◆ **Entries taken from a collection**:
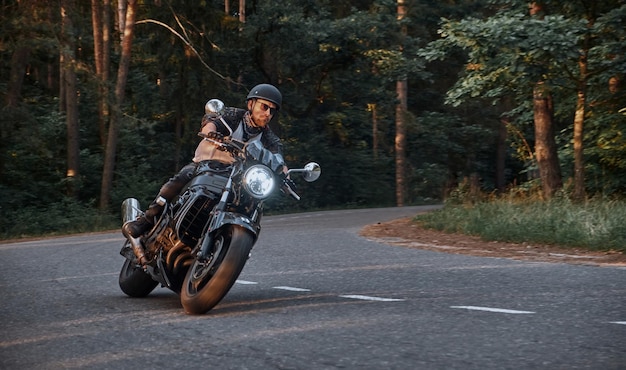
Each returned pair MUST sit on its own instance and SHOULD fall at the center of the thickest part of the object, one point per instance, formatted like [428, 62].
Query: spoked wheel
[208, 282]
[134, 282]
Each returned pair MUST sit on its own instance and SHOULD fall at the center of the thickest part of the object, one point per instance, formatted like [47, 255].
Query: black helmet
[267, 92]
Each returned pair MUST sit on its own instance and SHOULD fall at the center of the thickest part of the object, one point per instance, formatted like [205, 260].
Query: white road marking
[368, 298]
[292, 289]
[491, 309]
[245, 282]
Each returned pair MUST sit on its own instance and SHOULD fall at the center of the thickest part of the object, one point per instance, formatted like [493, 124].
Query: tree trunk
[579, 120]
[545, 144]
[372, 107]
[100, 19]
[401, 115]
[501, 147]
[400, 142]
[19, 61]
[68, 62]
[122, 77]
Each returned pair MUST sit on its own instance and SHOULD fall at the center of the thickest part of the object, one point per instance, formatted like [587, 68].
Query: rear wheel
[208, 282]
[134, 282]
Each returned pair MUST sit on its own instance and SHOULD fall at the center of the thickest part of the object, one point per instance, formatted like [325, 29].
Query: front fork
[131, 210]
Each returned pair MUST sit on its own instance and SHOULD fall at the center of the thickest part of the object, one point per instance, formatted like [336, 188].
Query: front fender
[232, 218]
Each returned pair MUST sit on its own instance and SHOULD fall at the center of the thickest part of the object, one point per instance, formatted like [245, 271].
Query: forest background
[401, 102]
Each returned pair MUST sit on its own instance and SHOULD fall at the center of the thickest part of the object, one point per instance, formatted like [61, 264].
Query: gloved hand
[289, 183]
[215, 136]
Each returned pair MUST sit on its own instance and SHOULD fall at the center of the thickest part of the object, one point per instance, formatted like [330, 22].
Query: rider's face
[261, 111]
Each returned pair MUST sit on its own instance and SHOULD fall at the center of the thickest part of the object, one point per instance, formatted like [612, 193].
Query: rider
[263, 101]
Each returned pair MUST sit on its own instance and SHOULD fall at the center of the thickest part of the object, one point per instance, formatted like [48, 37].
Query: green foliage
[66, 216]
[336, 63]
[597, 224]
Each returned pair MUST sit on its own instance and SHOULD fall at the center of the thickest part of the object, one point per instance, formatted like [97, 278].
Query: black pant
[169, 190]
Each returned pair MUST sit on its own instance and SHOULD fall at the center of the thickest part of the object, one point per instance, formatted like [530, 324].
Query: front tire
[134, 282]
[208, 282]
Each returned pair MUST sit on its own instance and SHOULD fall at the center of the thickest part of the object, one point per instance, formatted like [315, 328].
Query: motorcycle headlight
[258, 181]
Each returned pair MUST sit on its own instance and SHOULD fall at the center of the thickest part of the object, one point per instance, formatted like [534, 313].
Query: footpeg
[135, 243]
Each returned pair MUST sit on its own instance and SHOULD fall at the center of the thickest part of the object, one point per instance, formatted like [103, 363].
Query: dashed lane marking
[292, 289]
[368, 298]
[245, 282]
[491, 309]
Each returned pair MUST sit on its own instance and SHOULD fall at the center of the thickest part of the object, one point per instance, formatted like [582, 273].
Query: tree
[128, 14]
[401, 117]
[69, 90]
[508, 52]
[101, 19]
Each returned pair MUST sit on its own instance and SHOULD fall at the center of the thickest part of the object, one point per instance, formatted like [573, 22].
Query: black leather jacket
[236, 116]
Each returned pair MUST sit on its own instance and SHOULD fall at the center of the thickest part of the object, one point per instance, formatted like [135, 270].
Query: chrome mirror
[214, 106]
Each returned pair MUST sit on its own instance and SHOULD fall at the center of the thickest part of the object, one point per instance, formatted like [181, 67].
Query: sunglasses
[265, 107]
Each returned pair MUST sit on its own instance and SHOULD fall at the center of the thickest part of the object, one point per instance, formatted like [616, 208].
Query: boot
[135, 229]
[132, 230]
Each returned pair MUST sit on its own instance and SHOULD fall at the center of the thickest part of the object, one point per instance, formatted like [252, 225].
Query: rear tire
[207, 283]
[134, 282]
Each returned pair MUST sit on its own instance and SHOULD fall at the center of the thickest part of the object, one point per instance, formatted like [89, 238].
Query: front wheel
[208, 282]
[134, 282]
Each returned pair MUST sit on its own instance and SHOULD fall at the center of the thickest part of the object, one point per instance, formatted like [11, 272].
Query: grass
[594, 225]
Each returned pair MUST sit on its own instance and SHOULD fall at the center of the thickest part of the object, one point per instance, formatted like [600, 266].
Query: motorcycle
[203, 238]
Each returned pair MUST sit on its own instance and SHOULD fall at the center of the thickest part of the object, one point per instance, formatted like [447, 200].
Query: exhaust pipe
[130, 210]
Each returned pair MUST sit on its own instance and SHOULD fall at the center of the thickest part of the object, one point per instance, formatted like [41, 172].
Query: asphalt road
[315, 295]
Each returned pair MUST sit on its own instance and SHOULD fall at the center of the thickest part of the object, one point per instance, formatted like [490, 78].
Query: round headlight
[258, 181]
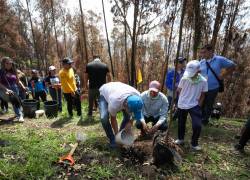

◆ **Your task**:
Each entry gets copied exactly; the pictures stay out.

◆ **Answer box**:
Each returned pair MUST sit on its own instance and SHOULD fall at the center of the thickest part of the object, one point per instance, formatted like [428, 62].
Query: spoked wheel
[208, 282]
[134, 282]
Each returned pair MUST sit on its own instance and SHOULD fall at the center of the thickest part of the object, one point per instance, formatted like [47, 255].
Query: black helmet
[267, 92]
Each returned pair MUST sit on its own instance and SHOULD fall at the center of the thickest part of the object, one point per instance, formatted like [205, 260].
Query: white road marking
[368, 298]
[292, 289]
[491, 309]
[245, 282]
Each returned pair MUST sit on its own instance and SHOULD fall at the center of the thickest part of the object, one point per instance, formatted like [493, 124].
Query: tree trunk
[579, 120]
[545, 144]
[372, 107]
[100, 19]
[401, 115]
[501, 147]
[400, 142]
[19, 61]
[68, 62]
[122, 77]
Each returned pair MUST sit on its own instance and SHOULD fall at the center of the thickest part of the object, one point per instance, formatted like [587, 68].
Query: rear wheel
[208, 282]
[134, 282]
Each returned pair MUST sit on its own instance and SHOULD fall at the center of the thickest part of the object, one point per instance, formatted like [325, 29].
Query: front fork
[131, 210]
Each returned pair MUST sit on its own instance and SHOULD fall at the center of the thickest part of the object, one point per instance, formatted like [336, 188].
Query: front fender
[232, 218]
Each returned pair MUST sit on its own instance and SHOULD fall at the center of the thickest part of the object, one point per instance, formatted like [245, 271].
Query: forest background
[401, 102]
Each returned pair MUST sit on its own instance and SHOULD fall at the center of the thickest part of the object, one point per instance, formatted like [61, 264].
Query: gloved hand
[289, 183]
[215, 136]
Each returned pair MUST sit on its own instance and SHOULD fall at the center of the thickest part of the object, one point per instance, formatted like [330, 22].
Query: rider's face
[261, 111]
Each returned pair MUST sit on its own instance and SHOULD fall at the center of the thickest part of the object, one point per instance, formatted like [612, 193].
Query: rider
[263, 101]
Each returned pair MUST sit on its own instance and SHOULD fall at the center of the thickest part of the object, one point per instance, formatted like [48, 37].
Query: green foliage
[66, 216]
[336, 63]
[597, 224]
Each returned pair MUST sit on its own instance and SHOULD fall at the center of the thickest part of the object, one point per instance, formatted like [97, 278].
Query: black pant
[169, 190]
Each returned pair MUST sit on its own instance and SHOULD fall at the center of the thickest part of the object, one point per instance, formatted like [530, 324].
Query: front tire
[134, 282]
[208, 282]
Each returned pair MUST sit on its own instance and SHOULD fall at the center of the thickest part of the object, one point per instance, formatted like [315, 328].
Query: motorcycle headlight
[258, 181]
Each returned pair MUST sit on its own instance and SHOULD fall at the center of the thickest part of the object, one point per instance, formatted like [534, 313].
Query: footpeg
[135, 243]
Each returned pair MUST sit on its own instance and SHOULD fall at the center of the thickest part of the object, one point per instance, formatted like [103, 363].
Query: dashed lane marking
[292, 289]
[368, 298]
[245, 282]
[491, 309]
Each returned pair MUST sit on its own instance and SHOULD fall at the center of the thickest part of the object, one point per instance, formatted like [582, 273].
Query: tree
[128, 14]
[401, 117]
[69, 90]
[508, 52]
[101, 19]
Each returned pair MUST sit on its own instance and SHOULD fall at the center of the thickest part of the object, one point per instance, formatted like [573, 22].
Query: black leather jacket
[236, 116]
Each returned pair MUST sit on its own instance and SHOULD fall at the center of the thickest part of the object, one point per instance, formatted like [135, 270].
Query: chrome mirror
[214, 106]
Each returned pair MUST sit on its own instance and SHOULD fall at the center of the thickest part of the object, one point per instance, formatted like [181, 67].
Query: sunglasses
[265, 107]
Each returned pair MUST sit on its own instance and SHOULD fall at the center of the thickest part of the object, one point per instance, formatted like [616, 208].
Query: boot
[135, 229]
[132, 230]
Each returned pair MUST sit on its own instance and SHOULD fall at the center of the thickest part of the object, one point per instance, formatted like [252, 225].
Query: rear tire
[207, 283]
[134, 282]
Each returned pair MUST sit on its own instance and SHOULD fall at the center of the thickest part of the object, one point per instance, formatted like [89, 238].
Query: front wheel
[208, 282]
[134, 282]
Each returned pair MUST sit on its own instance and SHOULD fall at the center of the thickest part of the object, one point per instance, formatted like [11, 272].
Query: grass
[594, 225]
Each returned pair MUST sit on its own instance and SHOULD fall at the center of the thickest part of the object, one point per instance, formatted like [600, 266].
Query: motorcycle
[203, 238]
Each returned pair MUST sit on its own instance and SHOULD fall at the center of the thickest part of the object, one point per instance, formatted like [447, 200].
Query: exhaust pipe
[130, 210]
Each returned pair MUST sit on its own instance and SHOULD fall at the center of the thickest part of the object, one point per instance, formatted like [41, 172].
Query: asphalt road
[315, 295]
Each returned pair MUST sit on its own instance and SHOULD fall at the center of the thickest part of the object, one point per instance, formatted like [490, 78].
Query: round headlight
[258, 181]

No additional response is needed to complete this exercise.